▸ ACTION ITEM:
Transcribe the listing in full. Keep every line exactly as it stands.

==== SOURCE RECORDS

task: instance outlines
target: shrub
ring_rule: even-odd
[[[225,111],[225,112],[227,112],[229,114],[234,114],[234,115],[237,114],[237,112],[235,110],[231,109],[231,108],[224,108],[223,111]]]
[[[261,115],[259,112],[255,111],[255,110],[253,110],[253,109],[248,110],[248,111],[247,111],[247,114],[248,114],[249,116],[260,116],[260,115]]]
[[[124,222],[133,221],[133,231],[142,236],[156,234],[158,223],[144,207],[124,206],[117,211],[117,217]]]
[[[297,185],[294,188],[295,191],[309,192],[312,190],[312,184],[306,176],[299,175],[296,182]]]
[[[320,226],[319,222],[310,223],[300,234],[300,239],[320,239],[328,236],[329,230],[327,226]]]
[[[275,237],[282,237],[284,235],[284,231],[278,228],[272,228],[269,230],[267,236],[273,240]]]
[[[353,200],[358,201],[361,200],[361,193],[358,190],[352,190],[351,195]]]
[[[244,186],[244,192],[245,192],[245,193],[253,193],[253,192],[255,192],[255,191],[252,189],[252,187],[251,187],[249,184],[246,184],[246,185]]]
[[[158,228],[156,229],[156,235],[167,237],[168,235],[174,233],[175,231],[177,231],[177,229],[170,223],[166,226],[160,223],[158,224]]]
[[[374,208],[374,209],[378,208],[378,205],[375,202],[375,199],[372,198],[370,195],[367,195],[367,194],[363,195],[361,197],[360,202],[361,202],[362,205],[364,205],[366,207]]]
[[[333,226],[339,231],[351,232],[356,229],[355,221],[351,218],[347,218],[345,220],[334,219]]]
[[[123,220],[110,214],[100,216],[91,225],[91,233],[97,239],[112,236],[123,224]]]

========

▸ EXERCISE OUTPUT:
task: instance outlines
target: shrub
ring_rule: even-odd
[[[225,111],[225,112],[227,112],[229,114],[234,114],[234,115],[237,114],[237,112],[235,110],[231,109],[231,108],[224,108],[223,111]]]
[[[261,115],[259,112],[255,111],[255,110],[253,110],[253,109],[248,110],[248,111],[247,111],[247,114],[248,114],[249,116],[260,116],[260,115]]]
[[[124,222],[133,221],[133,231],[142,236],[156,234],[158,223],[144,207],[124,206],[117,211],[117,217]]]
[[[297,185],[294,188],[295,191],[309,192],[312,190],[312,184],[306,176],[299,175],[296,182]]]
[[[320,226],[319,222],[310,223],[300,234],[300,239],[320,239],[328,236],[329,230],[327,226]]]
[[[275,237],[282,237],[284,235],[284,231],[278,228],[272,228],[269,230],[267,236],[273,240]]]
[[[353,200],[358,201],[361,200],[361,193],[358,190],[352,190],[351,195]]]
[[[244,186],[244,192],[245,192],[245,193],[253,193],[253,192],[255,192],[255,191],[252,189],[252,187],[251,187],[249,184],[246,184],[246,185]]]
[[[158,228],[156,229],[156,235],[167,237],[168,235],[174,233],[175,231],[177,231],[177,229],[170,223],[166,226],[160,223],[158,224]]]
[[[374,208],[374,209],[378,208],[378,205],[375,202],[375,199],[372,198],[370,195],[367,195],[367,194],[363,195],[361,197],[360,202],[361,202],[362,205],[364,205],[366,207]]]
[[[333,226],[339,231],[351,232],[356,229],[355,221],[351,218],[347,218],[345,220],[334,219]]]
[[[123,220],[110,214],[100,216],[91,225],[91,233],[97,239],[112,236],[123,224]]]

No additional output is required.